WHAT IS NEEDED →
Rewrite the rows from the first one through the row containing "POLYGON ((261 709, 238", changing "yellow flower petal" to "yellow petal" and leaving everything else as it is.

Named region outline rows →

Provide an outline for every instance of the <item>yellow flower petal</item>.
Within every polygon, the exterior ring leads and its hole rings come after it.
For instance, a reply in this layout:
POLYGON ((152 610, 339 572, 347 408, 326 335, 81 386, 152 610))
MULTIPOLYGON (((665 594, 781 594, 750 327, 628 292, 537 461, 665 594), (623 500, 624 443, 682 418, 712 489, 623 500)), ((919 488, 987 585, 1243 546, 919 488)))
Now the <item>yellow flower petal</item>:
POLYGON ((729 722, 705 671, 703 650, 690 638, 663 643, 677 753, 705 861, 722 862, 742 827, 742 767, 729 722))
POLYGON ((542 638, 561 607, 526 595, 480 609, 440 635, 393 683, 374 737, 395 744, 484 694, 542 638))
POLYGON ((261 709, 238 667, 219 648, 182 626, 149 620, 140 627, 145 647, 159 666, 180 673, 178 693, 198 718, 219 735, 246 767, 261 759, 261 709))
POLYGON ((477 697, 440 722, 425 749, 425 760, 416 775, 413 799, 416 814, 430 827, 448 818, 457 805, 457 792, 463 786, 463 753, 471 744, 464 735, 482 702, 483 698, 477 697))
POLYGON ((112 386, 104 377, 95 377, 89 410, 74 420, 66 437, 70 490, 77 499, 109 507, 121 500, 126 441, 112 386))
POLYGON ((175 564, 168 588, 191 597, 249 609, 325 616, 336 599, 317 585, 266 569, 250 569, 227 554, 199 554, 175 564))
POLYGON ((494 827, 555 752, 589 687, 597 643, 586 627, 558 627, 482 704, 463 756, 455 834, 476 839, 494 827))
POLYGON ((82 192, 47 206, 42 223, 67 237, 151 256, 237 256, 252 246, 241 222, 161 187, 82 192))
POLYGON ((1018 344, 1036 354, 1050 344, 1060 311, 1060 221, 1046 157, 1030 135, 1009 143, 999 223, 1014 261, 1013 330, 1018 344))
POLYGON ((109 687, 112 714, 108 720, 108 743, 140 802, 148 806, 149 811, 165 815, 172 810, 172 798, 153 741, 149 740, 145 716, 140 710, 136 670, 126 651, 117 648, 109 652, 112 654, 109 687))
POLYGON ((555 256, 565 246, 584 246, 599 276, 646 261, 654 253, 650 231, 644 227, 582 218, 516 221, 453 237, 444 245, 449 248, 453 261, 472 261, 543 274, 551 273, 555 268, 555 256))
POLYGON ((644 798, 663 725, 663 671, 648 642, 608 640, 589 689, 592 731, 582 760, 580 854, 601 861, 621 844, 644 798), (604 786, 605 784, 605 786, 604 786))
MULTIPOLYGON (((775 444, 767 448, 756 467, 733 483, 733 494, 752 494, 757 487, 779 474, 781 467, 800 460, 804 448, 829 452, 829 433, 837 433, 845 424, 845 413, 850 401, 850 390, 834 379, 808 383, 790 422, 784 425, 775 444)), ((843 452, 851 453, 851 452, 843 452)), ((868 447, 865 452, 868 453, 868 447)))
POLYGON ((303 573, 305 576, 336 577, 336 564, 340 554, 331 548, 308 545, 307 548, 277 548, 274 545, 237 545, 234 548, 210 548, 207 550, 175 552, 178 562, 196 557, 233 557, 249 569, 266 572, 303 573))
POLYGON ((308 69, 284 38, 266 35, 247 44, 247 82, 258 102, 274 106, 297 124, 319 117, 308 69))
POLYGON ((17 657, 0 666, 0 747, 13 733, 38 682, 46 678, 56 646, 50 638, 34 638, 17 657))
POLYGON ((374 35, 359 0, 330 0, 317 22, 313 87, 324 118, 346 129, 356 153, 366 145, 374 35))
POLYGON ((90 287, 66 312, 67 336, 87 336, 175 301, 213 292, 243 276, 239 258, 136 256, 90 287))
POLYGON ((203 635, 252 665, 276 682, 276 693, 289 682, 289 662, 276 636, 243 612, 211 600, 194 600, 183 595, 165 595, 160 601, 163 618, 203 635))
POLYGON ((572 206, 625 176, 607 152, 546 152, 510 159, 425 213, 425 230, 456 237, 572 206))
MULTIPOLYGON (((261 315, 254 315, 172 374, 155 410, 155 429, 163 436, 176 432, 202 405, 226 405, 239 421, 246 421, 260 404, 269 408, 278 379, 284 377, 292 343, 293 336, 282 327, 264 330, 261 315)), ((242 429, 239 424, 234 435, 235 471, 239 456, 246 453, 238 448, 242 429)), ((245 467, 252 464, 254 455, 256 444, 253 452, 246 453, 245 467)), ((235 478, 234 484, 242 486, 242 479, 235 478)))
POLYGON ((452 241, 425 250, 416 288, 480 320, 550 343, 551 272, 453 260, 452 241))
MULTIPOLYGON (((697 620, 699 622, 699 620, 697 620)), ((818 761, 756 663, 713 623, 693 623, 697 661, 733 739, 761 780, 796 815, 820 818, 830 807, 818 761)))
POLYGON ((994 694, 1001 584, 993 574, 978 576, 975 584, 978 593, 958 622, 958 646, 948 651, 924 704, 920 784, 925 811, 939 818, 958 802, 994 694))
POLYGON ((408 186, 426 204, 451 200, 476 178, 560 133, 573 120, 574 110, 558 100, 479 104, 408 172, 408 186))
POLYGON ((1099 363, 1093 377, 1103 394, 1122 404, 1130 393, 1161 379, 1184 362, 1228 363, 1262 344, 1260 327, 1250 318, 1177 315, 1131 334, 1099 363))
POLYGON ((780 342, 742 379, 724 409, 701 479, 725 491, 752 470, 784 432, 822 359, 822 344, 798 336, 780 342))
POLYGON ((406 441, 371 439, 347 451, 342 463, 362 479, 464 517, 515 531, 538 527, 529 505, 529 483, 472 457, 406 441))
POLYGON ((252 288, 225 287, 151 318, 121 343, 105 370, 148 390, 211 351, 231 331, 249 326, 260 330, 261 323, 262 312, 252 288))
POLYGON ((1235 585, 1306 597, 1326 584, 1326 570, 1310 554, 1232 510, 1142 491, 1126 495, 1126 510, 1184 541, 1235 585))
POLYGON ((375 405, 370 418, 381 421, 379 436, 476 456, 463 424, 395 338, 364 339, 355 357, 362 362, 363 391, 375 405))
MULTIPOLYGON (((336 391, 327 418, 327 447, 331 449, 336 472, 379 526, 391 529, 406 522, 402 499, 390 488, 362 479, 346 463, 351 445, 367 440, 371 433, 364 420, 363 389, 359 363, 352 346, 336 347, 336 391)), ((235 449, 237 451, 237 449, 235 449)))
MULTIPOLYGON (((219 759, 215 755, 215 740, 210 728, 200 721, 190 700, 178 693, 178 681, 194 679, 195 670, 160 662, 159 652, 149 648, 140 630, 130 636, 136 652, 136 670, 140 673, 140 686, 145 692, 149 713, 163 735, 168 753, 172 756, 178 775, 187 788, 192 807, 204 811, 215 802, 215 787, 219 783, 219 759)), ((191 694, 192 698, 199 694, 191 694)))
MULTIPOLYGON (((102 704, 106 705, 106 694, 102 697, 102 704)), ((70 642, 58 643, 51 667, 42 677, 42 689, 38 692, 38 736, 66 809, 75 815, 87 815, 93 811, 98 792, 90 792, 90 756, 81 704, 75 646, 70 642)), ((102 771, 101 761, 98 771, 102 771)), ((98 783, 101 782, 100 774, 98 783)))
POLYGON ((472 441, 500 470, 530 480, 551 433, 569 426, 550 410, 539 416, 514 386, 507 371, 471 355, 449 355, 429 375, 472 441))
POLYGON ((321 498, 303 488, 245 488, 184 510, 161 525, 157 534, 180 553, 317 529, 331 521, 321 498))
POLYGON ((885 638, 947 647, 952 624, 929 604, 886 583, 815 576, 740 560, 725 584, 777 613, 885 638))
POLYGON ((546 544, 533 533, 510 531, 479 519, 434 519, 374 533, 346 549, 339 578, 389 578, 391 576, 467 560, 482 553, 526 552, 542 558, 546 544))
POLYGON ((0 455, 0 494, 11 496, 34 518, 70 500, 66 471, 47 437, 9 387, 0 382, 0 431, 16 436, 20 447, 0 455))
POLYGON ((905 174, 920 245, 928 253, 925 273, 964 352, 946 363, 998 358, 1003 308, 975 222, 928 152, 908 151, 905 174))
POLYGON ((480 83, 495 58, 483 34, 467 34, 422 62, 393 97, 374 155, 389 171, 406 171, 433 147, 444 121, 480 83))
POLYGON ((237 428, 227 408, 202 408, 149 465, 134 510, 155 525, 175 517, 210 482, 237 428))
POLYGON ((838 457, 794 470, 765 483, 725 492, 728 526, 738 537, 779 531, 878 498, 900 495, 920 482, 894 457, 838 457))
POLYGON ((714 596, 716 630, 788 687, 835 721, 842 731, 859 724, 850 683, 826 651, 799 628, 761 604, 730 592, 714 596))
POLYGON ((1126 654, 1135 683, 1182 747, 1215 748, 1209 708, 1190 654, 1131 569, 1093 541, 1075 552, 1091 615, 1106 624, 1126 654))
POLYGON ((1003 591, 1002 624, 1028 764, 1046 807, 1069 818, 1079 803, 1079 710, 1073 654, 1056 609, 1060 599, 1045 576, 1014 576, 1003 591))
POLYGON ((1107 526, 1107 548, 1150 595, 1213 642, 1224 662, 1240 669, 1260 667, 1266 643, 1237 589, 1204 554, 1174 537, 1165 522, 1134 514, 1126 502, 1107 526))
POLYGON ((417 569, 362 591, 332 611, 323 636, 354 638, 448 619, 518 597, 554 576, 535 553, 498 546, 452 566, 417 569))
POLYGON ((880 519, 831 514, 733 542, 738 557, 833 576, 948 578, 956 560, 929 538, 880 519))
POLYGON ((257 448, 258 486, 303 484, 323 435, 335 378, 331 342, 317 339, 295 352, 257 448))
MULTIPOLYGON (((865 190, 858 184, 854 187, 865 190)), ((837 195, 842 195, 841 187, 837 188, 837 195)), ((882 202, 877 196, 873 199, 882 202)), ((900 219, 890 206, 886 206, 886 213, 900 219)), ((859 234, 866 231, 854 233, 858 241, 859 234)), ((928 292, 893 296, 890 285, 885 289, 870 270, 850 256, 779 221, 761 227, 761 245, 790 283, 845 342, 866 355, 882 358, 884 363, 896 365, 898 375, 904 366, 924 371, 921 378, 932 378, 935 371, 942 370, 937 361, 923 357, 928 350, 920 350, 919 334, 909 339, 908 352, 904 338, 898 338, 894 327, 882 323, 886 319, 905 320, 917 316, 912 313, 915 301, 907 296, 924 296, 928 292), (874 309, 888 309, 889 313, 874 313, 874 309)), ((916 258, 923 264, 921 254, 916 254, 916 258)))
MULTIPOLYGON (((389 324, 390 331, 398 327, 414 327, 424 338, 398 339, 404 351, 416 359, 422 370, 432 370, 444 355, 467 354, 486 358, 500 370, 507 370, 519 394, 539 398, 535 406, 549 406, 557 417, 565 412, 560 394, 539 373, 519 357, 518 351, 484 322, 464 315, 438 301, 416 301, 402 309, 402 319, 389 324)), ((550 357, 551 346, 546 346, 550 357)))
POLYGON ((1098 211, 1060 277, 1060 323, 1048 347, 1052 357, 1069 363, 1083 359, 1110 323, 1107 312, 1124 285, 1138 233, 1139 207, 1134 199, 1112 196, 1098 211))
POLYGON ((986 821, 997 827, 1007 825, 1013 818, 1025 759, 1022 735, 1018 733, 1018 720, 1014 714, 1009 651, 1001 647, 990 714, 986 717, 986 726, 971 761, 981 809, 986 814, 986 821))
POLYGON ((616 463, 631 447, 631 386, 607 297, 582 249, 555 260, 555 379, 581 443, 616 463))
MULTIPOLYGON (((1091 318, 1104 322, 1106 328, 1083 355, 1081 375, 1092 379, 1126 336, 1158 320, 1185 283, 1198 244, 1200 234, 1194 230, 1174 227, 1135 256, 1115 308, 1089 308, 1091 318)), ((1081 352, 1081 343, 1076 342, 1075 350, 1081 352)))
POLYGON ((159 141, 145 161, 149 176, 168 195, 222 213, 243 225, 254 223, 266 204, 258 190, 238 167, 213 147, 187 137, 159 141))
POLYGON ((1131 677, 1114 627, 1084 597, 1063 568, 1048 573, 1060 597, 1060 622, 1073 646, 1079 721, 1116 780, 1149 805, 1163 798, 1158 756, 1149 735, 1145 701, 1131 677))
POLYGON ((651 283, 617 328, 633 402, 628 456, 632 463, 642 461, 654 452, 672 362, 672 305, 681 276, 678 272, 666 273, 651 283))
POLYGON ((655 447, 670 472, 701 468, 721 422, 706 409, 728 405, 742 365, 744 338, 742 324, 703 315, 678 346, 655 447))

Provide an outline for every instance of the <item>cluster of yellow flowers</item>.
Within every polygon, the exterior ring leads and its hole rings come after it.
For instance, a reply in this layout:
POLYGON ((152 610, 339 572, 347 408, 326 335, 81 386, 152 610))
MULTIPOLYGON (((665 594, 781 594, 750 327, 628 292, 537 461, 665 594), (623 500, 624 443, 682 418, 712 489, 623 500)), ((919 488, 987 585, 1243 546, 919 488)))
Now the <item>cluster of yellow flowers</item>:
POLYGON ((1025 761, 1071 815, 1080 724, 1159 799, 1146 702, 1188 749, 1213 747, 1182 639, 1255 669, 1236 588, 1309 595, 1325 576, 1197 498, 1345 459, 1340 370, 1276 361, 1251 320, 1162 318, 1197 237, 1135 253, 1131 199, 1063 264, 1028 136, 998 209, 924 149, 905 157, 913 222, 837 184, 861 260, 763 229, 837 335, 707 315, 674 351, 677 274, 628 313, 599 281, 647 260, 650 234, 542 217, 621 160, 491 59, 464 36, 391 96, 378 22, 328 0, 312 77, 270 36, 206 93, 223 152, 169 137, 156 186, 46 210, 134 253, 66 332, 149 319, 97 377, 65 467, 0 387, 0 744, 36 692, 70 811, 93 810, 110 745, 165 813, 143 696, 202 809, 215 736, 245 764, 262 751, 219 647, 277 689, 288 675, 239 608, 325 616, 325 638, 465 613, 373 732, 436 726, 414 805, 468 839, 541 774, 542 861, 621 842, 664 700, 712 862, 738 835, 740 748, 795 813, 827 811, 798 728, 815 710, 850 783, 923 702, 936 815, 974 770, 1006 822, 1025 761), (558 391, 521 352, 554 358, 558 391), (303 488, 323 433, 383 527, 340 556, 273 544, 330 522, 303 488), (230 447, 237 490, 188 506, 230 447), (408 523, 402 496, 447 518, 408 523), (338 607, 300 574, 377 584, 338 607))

FINAL RESULT →
Provide an outline for every instance of the <item>yellow petal</item>.
Within every polygon, the exterior ring leads and its hole rings come after it.
For instance, a reply in this layout:
POLYGON ((152 610, 339 572, 347 408, 326 335, 81 386, 152 610))
MULTIPOLYGON (((665 594, 781 594, 750 327, 628 292, 537 461, 665 594), (623 500, 624 443, 682 418, 712 489, 623 500)), ((919 488, 987 585, 1243 546, 919 488)))
Now the <item>yellow petal</item>:
POLYGON ((729 722, 705 671, 703 650, 690 638, 663 643, 677 753, 705 861, 722 862, 742 827, 742 767, 729 722))
POLYGON ((542 638, 561 607, 526 595, 480 609, 440 635, 393 683, 374 737, 395 744, 484 694, 542 638))
POLYGON ((261 709, 238 667, 219 648, 182 626, 149 620, 140 627, 145 647, 159 666, 180 673, 178 693, 198 718, 219 735, 246 767, 261 759, 261 709))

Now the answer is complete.